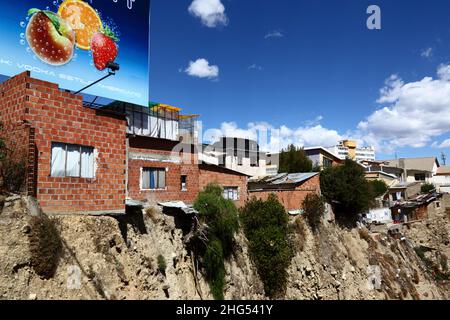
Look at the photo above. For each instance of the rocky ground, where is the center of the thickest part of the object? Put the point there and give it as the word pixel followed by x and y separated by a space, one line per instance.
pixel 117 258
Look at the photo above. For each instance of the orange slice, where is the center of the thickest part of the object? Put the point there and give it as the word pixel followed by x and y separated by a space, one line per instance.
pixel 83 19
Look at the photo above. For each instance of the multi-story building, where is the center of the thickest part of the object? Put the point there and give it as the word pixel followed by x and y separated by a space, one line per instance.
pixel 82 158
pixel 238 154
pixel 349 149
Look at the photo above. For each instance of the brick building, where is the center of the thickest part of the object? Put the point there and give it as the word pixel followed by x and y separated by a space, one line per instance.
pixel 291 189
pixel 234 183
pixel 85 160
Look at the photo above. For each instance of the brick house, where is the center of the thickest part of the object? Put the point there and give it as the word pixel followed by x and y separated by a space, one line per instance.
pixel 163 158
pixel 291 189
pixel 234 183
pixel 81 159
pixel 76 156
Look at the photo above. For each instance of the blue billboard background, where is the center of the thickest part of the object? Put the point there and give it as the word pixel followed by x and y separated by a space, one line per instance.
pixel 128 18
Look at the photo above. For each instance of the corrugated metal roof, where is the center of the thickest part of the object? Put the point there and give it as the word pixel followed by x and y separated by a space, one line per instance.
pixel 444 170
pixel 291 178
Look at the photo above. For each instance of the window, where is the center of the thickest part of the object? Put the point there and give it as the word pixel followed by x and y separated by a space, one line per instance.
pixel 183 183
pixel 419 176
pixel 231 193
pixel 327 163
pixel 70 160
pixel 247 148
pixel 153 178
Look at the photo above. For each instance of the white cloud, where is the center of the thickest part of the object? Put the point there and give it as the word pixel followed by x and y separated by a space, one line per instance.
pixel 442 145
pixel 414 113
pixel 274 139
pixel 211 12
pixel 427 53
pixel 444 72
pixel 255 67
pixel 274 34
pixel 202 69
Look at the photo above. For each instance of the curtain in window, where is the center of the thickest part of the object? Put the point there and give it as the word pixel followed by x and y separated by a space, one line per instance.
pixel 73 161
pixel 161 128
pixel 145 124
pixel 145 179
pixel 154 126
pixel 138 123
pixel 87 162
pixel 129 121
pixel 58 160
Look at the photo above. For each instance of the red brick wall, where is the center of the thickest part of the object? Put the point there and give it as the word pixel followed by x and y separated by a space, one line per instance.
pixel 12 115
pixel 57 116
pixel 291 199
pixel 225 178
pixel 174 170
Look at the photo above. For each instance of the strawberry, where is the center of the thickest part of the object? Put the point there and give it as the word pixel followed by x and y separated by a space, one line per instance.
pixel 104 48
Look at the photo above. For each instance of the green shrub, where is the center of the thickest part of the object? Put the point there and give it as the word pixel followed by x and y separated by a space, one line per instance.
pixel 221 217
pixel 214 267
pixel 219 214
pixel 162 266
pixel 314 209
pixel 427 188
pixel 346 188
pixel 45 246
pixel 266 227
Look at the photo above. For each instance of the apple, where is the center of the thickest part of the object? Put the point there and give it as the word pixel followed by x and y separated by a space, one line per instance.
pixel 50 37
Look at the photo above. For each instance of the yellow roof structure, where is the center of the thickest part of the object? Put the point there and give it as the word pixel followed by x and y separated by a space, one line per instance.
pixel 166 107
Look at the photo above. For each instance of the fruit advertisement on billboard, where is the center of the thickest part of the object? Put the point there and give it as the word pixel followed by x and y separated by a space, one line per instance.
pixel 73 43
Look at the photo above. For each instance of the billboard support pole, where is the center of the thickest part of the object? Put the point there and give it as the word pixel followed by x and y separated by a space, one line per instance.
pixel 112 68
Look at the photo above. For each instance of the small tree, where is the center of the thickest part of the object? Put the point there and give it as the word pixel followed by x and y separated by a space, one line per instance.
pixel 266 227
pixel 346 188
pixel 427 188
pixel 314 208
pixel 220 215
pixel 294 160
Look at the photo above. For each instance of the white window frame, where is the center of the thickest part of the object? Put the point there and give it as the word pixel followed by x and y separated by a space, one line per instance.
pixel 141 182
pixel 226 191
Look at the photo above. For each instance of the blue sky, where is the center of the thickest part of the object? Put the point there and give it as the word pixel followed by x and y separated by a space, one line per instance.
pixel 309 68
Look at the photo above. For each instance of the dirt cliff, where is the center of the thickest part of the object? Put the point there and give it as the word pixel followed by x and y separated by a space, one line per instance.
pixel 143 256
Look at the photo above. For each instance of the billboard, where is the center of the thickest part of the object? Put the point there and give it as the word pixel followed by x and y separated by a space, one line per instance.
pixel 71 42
_ _ _ _ _ _ _
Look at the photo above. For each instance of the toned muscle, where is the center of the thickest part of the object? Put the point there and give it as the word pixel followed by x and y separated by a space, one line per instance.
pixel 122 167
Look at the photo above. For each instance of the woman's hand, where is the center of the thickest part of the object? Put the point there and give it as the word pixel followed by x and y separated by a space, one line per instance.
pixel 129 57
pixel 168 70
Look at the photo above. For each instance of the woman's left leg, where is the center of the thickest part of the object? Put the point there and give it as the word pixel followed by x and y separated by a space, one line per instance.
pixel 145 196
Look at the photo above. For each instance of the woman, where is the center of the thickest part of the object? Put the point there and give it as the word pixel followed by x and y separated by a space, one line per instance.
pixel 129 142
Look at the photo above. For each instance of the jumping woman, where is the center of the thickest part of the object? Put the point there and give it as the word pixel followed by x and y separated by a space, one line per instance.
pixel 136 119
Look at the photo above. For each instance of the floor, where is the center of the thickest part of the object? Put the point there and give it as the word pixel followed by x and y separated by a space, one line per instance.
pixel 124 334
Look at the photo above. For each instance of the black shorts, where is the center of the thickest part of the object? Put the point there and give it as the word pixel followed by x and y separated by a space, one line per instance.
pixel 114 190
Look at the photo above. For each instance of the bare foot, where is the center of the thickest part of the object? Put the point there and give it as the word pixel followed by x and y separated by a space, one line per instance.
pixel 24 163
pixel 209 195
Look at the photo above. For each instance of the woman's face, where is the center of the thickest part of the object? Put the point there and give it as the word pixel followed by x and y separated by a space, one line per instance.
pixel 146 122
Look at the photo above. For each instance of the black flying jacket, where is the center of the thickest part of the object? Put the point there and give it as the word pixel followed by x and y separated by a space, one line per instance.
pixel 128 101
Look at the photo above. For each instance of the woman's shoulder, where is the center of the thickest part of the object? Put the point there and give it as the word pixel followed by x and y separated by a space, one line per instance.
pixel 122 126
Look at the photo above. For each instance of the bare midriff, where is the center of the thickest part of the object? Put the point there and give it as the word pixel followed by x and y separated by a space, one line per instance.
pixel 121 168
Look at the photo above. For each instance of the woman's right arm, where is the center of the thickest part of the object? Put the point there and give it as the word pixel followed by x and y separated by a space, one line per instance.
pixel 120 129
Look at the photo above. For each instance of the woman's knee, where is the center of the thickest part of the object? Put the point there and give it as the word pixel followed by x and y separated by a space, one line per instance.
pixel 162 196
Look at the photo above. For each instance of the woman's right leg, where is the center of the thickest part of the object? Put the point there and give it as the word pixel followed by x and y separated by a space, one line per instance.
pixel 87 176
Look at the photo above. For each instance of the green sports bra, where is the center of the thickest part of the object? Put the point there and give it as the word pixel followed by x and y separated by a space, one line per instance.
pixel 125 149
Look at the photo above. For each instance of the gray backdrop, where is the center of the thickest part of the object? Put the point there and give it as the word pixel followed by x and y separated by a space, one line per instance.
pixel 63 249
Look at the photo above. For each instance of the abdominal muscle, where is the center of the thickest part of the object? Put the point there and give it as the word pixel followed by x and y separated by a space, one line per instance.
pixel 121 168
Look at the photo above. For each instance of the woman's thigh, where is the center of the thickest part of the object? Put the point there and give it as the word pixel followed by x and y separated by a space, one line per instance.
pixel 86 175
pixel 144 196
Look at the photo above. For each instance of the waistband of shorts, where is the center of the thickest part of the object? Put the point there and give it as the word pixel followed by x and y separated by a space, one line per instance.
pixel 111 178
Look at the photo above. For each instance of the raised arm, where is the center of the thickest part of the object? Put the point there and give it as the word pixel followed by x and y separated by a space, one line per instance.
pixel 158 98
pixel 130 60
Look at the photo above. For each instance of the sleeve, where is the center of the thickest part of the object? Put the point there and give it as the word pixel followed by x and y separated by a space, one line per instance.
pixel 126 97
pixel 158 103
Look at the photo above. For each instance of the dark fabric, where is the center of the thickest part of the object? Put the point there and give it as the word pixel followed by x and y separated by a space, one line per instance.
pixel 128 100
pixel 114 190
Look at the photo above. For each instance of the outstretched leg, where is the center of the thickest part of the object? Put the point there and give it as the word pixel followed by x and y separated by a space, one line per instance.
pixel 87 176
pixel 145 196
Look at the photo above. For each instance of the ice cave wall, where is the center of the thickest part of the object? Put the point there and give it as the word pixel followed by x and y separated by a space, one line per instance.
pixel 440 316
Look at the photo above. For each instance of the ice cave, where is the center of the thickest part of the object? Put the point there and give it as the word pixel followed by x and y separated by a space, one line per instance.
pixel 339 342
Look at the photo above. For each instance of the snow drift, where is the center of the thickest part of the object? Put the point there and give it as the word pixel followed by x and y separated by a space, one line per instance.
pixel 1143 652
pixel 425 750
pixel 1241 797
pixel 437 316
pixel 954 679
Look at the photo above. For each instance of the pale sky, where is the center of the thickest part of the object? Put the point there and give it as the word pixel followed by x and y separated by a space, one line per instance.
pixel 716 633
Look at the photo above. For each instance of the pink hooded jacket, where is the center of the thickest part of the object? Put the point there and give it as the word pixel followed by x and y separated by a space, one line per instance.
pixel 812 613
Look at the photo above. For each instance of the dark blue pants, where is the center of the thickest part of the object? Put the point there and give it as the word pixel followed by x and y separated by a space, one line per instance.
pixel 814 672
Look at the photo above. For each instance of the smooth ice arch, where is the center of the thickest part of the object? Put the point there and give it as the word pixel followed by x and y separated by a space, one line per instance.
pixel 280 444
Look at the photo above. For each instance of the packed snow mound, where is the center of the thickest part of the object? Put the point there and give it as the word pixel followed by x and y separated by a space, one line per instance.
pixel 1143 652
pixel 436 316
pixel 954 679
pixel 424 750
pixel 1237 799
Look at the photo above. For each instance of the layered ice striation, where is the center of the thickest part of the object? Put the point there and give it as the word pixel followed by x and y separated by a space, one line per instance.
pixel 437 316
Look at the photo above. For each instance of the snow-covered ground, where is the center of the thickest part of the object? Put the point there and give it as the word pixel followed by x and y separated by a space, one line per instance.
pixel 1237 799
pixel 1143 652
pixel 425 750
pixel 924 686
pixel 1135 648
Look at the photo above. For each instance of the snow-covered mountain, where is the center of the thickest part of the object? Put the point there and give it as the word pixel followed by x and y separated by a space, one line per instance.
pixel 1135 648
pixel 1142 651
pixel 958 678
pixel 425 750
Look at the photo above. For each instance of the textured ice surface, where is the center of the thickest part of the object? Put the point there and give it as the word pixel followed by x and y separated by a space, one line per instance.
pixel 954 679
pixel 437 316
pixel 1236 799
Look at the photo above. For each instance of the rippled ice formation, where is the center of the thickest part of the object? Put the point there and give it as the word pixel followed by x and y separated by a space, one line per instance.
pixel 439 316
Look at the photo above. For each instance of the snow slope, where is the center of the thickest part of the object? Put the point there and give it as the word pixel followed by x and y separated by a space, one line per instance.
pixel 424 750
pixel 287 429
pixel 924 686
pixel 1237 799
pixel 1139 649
_ _ _ _ _ _ _
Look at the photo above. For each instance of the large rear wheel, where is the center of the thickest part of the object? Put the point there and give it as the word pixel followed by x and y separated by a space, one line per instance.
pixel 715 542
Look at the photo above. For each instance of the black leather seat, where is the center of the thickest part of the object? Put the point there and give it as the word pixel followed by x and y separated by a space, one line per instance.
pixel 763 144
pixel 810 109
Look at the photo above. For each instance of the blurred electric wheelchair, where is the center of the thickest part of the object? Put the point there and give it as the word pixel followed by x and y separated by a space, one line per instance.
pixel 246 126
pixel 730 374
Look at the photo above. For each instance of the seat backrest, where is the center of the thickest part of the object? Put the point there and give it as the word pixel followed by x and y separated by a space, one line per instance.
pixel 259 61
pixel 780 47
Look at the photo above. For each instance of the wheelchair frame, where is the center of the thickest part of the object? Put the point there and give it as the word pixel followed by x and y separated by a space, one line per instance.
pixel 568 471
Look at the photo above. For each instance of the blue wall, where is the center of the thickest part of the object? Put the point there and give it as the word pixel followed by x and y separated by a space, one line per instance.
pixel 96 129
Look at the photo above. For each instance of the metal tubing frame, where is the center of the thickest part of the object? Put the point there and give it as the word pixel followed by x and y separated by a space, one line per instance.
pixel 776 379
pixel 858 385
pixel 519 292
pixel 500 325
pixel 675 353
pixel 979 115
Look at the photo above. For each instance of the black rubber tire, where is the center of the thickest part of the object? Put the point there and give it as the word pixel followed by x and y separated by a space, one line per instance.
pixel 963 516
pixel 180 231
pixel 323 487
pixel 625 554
_ _ _ _ _ _ _
* PROBLEM DESCRIPTION *
Return the lines above unchanged, from the line containing "Look at the photo above. For each instance of the rocky" through the line containing "pixel 128 18", with both of those lines included.

* RESULT OF THIS TASK *
Look at the photo above. For each instance of the rocky ground, where is the center of the thickest part of the object? Put the point there and give it as the word pixel followed by x and y separated by a space, one line per instance.
pixel 117 258
Look at the photo above. For each instance of the orange slice, where is the center of the thickest part of the object? Put the point there and give it as the word pixel followed by x and y separated by a space, one line per instance.
pixel 83 19
Look at the photo above. For each instance of the multi-story building, where is the center of the thickest part of the object? Put the point there and give it as the word pixel followed by x and y separated by a space, one line per instance.
pixel 82 158
pixel 238 154
pixel 349 149
Look at the photo above. For each instance of the brick building, where is the center of the thickest part of the object? Put the point there and give it as the word pixel followed by x and y separated by a space, one line per instance.
pixel 291 189
pixel 234 183
pixel 85 160
Look at the photo above. For each instance of the brick house, where is the center of the thickest part of the object? Put the point there and give it as the word pixel followed by x and y separated by a space, one line per instance.
pixel 163 158
pixel 291 189
pixel 234 183
pixel 81 159
pixel 76 156
Look at the photo above. For each instance of the blue billboard background, where is the center of the thickest part of the object? Put the point there and give it as the word pixel followed by x and y separated by a space, one line per instance.
pixel 128 18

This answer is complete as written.